● What you will do:
Could you print every record below exactly as it appears?
■ ■ ■ ■ ■
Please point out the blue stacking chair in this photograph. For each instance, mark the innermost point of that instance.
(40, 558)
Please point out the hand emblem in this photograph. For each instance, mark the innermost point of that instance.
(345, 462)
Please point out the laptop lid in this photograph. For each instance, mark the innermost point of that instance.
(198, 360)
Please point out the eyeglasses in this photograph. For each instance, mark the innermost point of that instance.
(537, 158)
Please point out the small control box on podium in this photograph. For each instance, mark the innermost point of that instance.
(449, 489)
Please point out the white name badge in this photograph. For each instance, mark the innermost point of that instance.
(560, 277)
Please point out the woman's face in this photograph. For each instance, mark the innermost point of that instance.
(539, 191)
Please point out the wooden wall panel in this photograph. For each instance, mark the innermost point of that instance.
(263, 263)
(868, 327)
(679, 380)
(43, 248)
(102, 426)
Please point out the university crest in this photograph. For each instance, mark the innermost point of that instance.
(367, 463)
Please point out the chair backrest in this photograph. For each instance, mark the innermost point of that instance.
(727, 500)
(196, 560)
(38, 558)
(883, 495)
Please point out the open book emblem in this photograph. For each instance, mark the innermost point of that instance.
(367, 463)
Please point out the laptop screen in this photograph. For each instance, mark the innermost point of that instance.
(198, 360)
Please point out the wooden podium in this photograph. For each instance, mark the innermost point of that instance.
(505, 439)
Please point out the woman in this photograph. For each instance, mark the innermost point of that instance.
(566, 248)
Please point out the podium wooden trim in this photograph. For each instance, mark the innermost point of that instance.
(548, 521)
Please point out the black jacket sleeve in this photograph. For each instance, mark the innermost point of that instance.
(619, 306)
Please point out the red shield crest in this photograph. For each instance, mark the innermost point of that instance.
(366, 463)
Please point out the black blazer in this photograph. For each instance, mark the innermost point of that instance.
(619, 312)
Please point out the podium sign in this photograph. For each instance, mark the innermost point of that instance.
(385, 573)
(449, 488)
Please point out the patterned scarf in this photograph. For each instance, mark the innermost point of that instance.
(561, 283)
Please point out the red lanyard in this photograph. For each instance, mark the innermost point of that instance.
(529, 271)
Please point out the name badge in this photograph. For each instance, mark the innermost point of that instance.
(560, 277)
■ ■ ■ ■ ■
● In response:
Please point out the blue stacking chair in this photograph. For each instance, mark the innermost point of that instance.
(40, 558)
Please point out the hand emblem in this photograph. For each instance, mark the innermost point of that instance.
(345, 462)
Please point out the laptop lid in this photograph. For each instance, mark the innermost point of that instance.
(198, 360)
Please point out the eyeglasses in this photograph. For each instance, mark the innermost point of that instance.
(537, 158)
Please point out the small control box on podium in this photograph. For each instance, mark the innermost point of that instance.
(449, 489)
Please point out the white name badge in this photograph. For each instance, mark the innermost point of that instance.
(560, 277)
Please point out the woman's face in this photograph. For each instance, mark the innermost point of that instance.
(539, 191)
Please point out the wooden wall panel in this photograph. For each instance, mark the innermost point of that instance.
(263, 263)
(868, 327)
(679, 380)
(43, 248)
(102, 426)
Please point out the university crest in this photograph. For each instance, mark the innermost point of that instance.
(367, 463)
Please point out the chair backrest in this photograph. For each instance, mark the innermost point of that instance.
(727, 500)
(196, 560)
(38, 558)
(883, 495)
Please point out the open book emblem in this photograph. For each instance, mark the innermost point of that instance.
(367, 463)
Please point out the laptop screen in this photograph. For each instance, mark the innermost point of that instance.
(198, 360)
Please point out the wooden podium in this photograph. For each instance, mark the innermost point of that instance.
(505, 439)
Please point out the woman in this photograph. For each instance, mark the innermost point of that instance.
(566, 248)
Please point out the podium wooden trim in this photograph. For each instance, mark the innermost point of that instance.
(548, 521)
Please point out the black jacket sleeve in this photograph. For each instance, mark the innermost point of that instance.
(619, 306)
Please point out the red shield crest in this photograph. For each instance, mark the innermost point of that instance.
(366, 463)
Please point out the black blazer in this photograph. For each instance, mark the innermost point of that instance.
(619, 312)
Please point out the podium sign in this photograph. For each instance, mark the innermost point of that instance.
(385, 573)
(449, 488)
Please point out the patterned scarf in this photograph. For each instance, mark the innermost point of that instance.
(561, 283)
Please point out the red lanyard in this photograph. For each instance, mark the innermost point of that instance.
(529, 271)
Please point out the name badge in this photograph. For each instance, mark the innermost point of that instance.
(560, 277)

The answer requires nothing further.